[Collected data]
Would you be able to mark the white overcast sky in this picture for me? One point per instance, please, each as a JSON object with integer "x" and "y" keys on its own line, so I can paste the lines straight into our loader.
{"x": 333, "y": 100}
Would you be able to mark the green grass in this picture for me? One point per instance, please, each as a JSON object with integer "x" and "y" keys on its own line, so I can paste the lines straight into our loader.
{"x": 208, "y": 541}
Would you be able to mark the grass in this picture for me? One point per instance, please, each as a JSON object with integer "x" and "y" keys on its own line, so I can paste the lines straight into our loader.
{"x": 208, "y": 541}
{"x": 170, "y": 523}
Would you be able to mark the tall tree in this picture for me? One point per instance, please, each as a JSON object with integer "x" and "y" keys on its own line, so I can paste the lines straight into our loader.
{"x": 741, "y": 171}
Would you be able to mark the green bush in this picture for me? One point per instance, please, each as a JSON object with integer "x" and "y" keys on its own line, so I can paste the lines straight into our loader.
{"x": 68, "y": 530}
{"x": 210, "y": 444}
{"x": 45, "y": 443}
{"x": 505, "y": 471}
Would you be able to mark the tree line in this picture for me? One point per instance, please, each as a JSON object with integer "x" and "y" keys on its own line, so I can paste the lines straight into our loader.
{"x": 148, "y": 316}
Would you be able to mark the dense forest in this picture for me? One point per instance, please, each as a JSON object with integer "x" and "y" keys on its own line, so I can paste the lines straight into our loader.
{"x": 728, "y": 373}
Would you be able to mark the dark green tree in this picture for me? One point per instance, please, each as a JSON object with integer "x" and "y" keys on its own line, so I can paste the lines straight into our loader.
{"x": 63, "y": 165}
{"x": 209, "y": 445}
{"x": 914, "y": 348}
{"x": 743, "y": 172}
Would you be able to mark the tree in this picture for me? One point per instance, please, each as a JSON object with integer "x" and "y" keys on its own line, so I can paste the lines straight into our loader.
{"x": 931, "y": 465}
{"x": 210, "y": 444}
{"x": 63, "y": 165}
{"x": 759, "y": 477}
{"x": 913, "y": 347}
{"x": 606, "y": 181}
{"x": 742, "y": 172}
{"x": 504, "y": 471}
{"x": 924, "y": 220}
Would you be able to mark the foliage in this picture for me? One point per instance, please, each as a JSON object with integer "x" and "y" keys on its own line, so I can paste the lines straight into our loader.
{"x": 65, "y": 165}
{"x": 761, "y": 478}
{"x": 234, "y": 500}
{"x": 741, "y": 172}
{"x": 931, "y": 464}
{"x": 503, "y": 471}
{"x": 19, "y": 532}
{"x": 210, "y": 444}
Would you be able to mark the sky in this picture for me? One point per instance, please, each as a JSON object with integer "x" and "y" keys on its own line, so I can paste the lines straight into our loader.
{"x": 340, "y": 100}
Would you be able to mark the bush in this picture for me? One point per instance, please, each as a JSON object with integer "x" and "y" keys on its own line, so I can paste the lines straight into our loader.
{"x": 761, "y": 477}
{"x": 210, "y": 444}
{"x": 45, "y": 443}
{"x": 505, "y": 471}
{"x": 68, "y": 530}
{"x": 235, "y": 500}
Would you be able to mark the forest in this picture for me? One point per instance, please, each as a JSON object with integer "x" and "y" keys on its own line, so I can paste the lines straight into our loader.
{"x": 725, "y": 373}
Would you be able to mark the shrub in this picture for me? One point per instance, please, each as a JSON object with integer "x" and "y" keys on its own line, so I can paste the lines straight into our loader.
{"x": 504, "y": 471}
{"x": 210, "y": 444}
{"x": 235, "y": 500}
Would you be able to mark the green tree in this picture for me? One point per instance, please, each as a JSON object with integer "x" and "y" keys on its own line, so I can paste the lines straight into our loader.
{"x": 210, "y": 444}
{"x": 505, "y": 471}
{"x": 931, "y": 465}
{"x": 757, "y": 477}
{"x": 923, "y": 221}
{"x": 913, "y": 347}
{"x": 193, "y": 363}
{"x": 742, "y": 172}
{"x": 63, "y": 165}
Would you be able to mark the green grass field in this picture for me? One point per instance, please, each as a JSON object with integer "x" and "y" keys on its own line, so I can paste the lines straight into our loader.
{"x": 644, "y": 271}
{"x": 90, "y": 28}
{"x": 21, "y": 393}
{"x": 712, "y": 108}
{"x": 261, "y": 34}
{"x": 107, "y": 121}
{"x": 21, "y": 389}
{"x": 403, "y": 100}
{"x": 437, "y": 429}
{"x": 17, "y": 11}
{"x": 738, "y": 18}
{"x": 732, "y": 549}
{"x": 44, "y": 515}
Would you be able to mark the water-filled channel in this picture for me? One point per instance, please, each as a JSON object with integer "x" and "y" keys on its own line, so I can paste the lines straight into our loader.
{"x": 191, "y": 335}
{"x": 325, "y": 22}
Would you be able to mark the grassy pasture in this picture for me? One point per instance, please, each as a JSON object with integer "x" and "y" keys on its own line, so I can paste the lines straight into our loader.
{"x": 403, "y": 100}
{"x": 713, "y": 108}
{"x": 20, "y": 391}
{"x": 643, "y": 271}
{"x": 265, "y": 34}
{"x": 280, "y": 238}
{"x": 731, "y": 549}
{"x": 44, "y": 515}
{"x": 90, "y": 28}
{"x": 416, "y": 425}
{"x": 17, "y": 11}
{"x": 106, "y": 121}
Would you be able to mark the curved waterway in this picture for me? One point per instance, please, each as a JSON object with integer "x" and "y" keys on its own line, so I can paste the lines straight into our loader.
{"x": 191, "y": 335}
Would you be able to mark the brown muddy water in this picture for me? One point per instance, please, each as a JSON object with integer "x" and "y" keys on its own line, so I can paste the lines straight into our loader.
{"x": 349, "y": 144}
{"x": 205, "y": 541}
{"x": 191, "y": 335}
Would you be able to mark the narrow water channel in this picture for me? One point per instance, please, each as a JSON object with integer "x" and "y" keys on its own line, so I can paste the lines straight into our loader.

Task statement » Format everything from the line containing "Would you be able to mark the brown" down to the end of the entries as a numbered list, both ends included and any blank lines left out.

Expected answer »
1. Would you be able to mark the brown muddy water in this picture for me? One point per instance, please, each as a JSON object with integer "x" and "y" keys on its own line, so I can paste the lines straight into our loader.
2. {"x": 349, "y": 144}
3. {"x": 205, "y": 541}
4. {"x": 191, "y": 335}
5. Would you be able to mark the narrow water channel in this picture for me? One point per instance, please, each as a JSON object with integer "x" and "y" keys on its own line, so I can paste the lines straight into our loader.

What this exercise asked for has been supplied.